- **INSTRUCTIONS**
(A) According to the Eleanor Gudger biography, what pseudonym did she play under?
(B) Write out the part of the Eleanor Gudger biography that opens with the words containing "English poker player" and closes with "in November 2014.".

- **DOCUMENT SECTION**
World Series of Poker
- Highest ITM Main Event finish: 1st (Dusk Till Dawn)

= Eleanor Gudger =

English poker player

Eleanor Gudger is an English professional poker player. She is one of the few professional poker players in the United Kingdom who has enjoyed a sponsorship deal, with the now defunct PKR.com. She is most known for her WPT500 victory at Nottingham's inaugural Dusk till Dawn (DTD) event in November 2014.

== Biography ==
Gudger is from Yarm, North Yorkshire, England. She began playing pub poker while living in London and has spoken about the importance of the grassroots game, especially for female players. Before going professional in 2010, Gudger worked a 50-hour-week job in IT operations and sales.

Operating under the pseudonym Elz442, Gudger is known for coming second in the 2011 World Series of Poker Europe Ladies event. This was followed by her WPT500 victory at Nottingham's inaugural Dusk till Dawn (DTD) event in November 2014, where she earned $222,177 and topped a field of over 2,000 players. After this win she was signed as a PKR.com brand ambassador from March 2014 until October 2015, when PKR dissolved the team.

By 2015, Gudger had two World Series of Poker cashes, the larger a final table at the 2013 ladies event, for a little over $27,000. She was fourth at the 2016 Goliath Phamous Poker Series in Las Vegas, third at the 2017 PokerStars Festival in London, and fifth in the 2018 Summer Poker Series in Las Vegas.

A tournament specialist, Gudger's combined live and online earnings total over $545,000. She has been described as "a real old-fashioned chip getter" with "a wonderful game."

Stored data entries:
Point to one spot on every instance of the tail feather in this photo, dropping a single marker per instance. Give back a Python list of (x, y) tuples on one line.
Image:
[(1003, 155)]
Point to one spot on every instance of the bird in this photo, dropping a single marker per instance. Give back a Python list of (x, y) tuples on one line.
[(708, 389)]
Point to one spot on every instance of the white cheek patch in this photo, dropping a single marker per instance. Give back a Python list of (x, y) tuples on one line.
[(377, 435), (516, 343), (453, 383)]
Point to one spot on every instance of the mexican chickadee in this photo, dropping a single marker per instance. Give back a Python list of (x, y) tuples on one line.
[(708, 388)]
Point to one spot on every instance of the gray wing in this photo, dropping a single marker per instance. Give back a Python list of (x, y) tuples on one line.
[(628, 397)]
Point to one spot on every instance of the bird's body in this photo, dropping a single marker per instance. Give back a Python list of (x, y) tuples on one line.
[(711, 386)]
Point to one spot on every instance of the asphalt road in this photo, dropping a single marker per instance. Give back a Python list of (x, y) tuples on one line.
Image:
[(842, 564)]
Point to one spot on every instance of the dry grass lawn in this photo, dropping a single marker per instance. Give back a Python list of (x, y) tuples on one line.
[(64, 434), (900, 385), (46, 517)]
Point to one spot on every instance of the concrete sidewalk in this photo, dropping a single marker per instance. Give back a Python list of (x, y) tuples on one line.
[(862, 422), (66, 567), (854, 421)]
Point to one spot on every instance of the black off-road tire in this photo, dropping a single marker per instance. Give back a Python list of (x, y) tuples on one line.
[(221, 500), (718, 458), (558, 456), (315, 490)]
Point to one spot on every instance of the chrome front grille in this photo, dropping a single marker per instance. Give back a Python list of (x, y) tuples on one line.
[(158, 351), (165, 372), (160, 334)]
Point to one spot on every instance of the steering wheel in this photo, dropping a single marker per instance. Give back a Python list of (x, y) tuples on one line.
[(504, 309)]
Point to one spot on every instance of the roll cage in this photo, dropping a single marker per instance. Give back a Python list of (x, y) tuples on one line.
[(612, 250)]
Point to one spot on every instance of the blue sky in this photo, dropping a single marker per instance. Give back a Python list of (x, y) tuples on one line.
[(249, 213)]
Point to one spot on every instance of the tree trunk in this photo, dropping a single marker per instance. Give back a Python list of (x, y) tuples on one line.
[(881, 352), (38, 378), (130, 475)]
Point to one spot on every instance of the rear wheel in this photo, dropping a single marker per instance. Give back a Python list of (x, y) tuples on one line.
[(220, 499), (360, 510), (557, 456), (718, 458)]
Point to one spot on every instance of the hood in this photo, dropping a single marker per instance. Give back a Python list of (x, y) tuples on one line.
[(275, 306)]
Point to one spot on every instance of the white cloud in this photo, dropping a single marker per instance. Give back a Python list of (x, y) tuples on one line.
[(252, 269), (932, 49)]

- **ANSWERS BY ITEM**
(A) Elz442

(B)
English poker player

Eleanor Gudger is an English professional poker player. She is one of the few professional poker players in the United Kingdom who has enjoyed a sponsorship deal, with the now defunct PKR.com. She is most known for her WPT500 victory at Nottingham's inaugural Dusk till Dawn (DTD) event in November 2014.